» EXTRAIT DU DOCUMENT
-=-=-

Ces prévisions conditionneront la capacité du Royaume-Uni à poursuivre ses coopérations et à mettre en place sa stratégie de Global Britain. Il est toutefois à craindre que les ambitions de l’Integrated Review, potentiellement trop hautes par rapport au budget défense escompté, nécessitent de renoncer à certains équipements, ce qui devrait créer mécaniquement des trous capacitaires (ou « nights »).

3.   Des besoins parfois divergents liés à des écarts de doctrine d’emploi

Les nouvelles orientations fixées par le nouveau concept opérationnel britannique sont assez voisines de celles que la France a adoptées s’agissant de ses capacités futures.

Toutefois, l’expérience des coopérations passées enseigne aussi que les besoins capacitaires français et britanniques peuvent être voisins mais pas tout à fait identiques. Comme le montre bien le programme FMAN/FMC, il ne faut pas mésestimer les écarts de doctrines d’emploi, intrinsèquement liées à des situations géographiques différentes.

Ainsi, deux concepts ont été retenus pour la phase d’étude du futur missile FMAN/FMC, par les deux pays.

1. – Un concept subsonique furtif pour remplir le besoin de missile de croisière longue portée aéroporté pour les armées françaises et britanniques. Ce missile intéresse également la marine britannique pour être tiré depuis leur bâtiment de surface T26 pour des missions antinavire et de croisière.

2. – Un concept supersonique pour remplir les besoins de missile antinavire tiré depuis des bâtiments de surface et aéroporté pour la France. Ce concept permettrait également de traiter les missions SEAD (Suppression Ennemy Air Defence).

Le Royaume-Uni dispose d’un concept d’emploi des missiles antinavires reposant sur une portée plus importante que celui de la France. Le désir de furtivité est donc le corollaire d’un emploi longue portée. A contrario, la France mise sur la vitesse pour traiter des cibles. L’objet supersonique est utile pour répondre au déni d’accès et donc pour percer des défenses anti-aériennes.

-=-=-

» DONNÉES DE TRAVAIL
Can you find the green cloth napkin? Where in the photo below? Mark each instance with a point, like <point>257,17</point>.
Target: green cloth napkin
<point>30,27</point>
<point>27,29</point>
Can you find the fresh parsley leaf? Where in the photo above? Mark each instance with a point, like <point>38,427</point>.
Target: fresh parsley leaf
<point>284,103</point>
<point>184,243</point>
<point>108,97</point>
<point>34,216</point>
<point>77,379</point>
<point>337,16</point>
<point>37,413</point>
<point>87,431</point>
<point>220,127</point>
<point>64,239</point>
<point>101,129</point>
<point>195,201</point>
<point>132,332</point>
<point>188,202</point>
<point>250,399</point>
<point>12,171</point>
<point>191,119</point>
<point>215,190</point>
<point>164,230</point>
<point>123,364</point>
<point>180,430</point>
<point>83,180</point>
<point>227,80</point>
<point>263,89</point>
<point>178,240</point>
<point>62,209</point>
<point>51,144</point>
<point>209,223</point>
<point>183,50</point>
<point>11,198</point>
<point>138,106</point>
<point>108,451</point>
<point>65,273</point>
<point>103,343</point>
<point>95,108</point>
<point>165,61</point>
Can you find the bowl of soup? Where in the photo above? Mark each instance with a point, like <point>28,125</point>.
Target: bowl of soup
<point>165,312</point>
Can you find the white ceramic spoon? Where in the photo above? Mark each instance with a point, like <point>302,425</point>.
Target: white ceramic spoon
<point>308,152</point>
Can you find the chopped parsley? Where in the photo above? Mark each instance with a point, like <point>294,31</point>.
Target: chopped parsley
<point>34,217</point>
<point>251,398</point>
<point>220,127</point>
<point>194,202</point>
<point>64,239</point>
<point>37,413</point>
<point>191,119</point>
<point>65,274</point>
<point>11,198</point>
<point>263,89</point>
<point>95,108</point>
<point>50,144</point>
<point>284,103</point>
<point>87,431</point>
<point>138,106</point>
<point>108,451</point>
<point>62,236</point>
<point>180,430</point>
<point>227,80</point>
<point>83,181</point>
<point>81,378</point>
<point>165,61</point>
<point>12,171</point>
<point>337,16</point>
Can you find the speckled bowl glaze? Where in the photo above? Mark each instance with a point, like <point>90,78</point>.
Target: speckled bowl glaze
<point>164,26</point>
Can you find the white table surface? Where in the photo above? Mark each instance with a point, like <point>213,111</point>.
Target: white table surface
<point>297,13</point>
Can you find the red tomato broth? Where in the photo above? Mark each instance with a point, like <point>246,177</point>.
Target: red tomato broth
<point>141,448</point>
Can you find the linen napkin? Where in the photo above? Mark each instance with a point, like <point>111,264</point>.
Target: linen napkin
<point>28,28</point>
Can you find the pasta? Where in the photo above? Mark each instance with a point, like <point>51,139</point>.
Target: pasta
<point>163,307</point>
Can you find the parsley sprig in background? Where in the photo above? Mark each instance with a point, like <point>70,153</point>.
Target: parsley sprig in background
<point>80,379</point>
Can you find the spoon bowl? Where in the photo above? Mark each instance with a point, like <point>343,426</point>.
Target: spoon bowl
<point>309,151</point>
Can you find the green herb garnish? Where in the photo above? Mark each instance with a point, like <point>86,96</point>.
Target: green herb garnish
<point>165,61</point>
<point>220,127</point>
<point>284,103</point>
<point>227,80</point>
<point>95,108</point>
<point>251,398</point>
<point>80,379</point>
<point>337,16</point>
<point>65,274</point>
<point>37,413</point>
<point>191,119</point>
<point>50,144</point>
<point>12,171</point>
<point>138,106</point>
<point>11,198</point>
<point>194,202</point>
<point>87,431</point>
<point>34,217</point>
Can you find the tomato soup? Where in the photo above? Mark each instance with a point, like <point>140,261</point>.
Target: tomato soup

-=-=-

» TRAVAIL DEMANDÉ
- A) Selon l'extrait du document, sur quoi la France mise-t-elle pour traiter des cibles ?
- B) Recopiez, parmi les lignes de données, celles qui vont de la ligne contenant « Can you find the pasta? » jusqu'à la ligne contenant « <point>309,151</point> », ces deux lignes comprises.

» RÉPONSES ATTENDUES
- A) Sur la vitesse.

- B)
Can you find the pasta? Where in the photo above? Mark each instance with a point, like <point>51,139</point>.
Target: pasta
<point>163,307</point>
Can you find the parsley sprig in background? Where in the photo above? Mark each instance with a point, like <point>70,153</point>.
Target: parsley sprig in background
<point>80,379</point>
Can you find the spoon bowl? Where in the photo above? Mark each instance with a point, like <point>343,426</point>.
Target: spoon bowl
<point>309,151</point>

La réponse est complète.